Document excerpt
■ ■ ■ ■

Come up with real-life explanations on why the terms identified in the previous part are important. (This is an open-ended question, just make sure your answer makes sense.) (2 points)

i)

Lastly, find a threshold to get all three (training and both test) datasets above 75% accuracy and 50% recall. Note that you only worry about the threshold now. Lasso took care of finding good interactions. (3 points)

4) Bonus: ElasticNet (11 points)

The entire goal of this part is to get you familiar with an alternate model: ElasticNet. It is implemented by adding both Lasso and Ridge penalties to the RSS (or subtracting them from the loglikelihood.) How much Lasso and how much Ridge penalty is up to two hyperparameters.

a)

For regression, sklearn has its own object and its CV version for ElasticNet.

Do your own research and implement a 5-fold cross-validation for the options of 25% Lasso-75% Ridge, 50% Lasso-50% Ridge and 75% Lasso- 25% Ridge, and the alpha values of alphas = np.logspace(10,0.1,200).

■ ■ ■ ■

Dataset excerpts
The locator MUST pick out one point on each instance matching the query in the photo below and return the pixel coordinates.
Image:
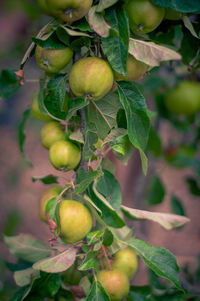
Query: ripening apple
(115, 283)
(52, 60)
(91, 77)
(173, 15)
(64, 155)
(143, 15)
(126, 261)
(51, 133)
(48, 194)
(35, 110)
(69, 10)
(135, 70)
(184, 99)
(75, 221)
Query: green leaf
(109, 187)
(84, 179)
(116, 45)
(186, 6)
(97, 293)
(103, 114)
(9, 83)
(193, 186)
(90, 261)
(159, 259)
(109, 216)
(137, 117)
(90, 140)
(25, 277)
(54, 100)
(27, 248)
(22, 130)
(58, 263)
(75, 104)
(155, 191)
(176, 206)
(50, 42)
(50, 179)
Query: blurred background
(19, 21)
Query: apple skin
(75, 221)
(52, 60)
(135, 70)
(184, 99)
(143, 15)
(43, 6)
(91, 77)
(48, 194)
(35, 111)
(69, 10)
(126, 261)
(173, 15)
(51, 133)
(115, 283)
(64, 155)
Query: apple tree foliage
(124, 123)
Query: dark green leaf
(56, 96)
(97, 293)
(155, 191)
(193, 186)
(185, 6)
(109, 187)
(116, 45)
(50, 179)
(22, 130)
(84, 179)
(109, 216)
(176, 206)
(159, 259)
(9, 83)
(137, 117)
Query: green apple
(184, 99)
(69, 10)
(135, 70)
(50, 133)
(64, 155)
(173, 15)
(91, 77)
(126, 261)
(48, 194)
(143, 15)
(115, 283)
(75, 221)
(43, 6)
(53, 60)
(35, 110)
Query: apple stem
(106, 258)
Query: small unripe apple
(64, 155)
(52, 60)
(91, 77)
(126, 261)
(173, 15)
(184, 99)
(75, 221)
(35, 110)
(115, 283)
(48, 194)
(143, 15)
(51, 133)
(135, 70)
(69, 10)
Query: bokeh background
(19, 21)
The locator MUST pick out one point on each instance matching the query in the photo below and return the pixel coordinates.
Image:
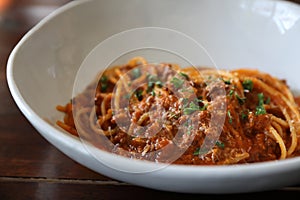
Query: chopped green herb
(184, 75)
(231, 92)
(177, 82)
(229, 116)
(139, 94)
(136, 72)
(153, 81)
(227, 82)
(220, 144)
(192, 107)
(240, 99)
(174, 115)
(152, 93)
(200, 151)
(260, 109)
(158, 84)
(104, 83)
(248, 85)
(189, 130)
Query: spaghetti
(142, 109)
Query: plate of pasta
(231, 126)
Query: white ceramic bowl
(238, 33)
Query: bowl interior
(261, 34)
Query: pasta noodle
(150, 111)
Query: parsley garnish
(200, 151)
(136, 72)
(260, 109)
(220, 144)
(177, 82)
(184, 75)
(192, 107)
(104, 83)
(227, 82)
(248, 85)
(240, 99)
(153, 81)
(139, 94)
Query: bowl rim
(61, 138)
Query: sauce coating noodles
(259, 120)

■ ■ ■ ■

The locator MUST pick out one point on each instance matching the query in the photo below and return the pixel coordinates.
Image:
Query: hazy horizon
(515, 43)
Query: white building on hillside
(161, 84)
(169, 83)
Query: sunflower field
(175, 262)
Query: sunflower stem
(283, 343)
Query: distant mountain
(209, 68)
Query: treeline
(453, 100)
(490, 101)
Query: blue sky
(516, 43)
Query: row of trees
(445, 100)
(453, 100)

■ ■ ■ ■

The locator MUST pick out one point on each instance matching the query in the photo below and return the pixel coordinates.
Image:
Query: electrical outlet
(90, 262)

■ ■ ■ ■

Job 1
In the ElasticNet assignment excerpt, how is ElasticNet implemented?
Job 2
Continue the ElasticNet assignment from its last sentence.

Task response 1
It adds both the Lasso and Ridge penalties to the RSS, or subtracts them from the loglikelihood.

Task response 2
Use the dataset given in the first question (with the same columns dropped.)
You still need to scale.
Return the best Lasso-Ridge ratio and the alpha value pair that corresponds to the best test performance.
Note that even if you use the CV object, you have to use loops.

(8 points)

b)

How many models were run in the cross-validation process of two hyperparameters? (1 point)

c)

Briefly mention how you would implement ElasticNet for Logistic Regression. Again, you need to do your own research. (2 points)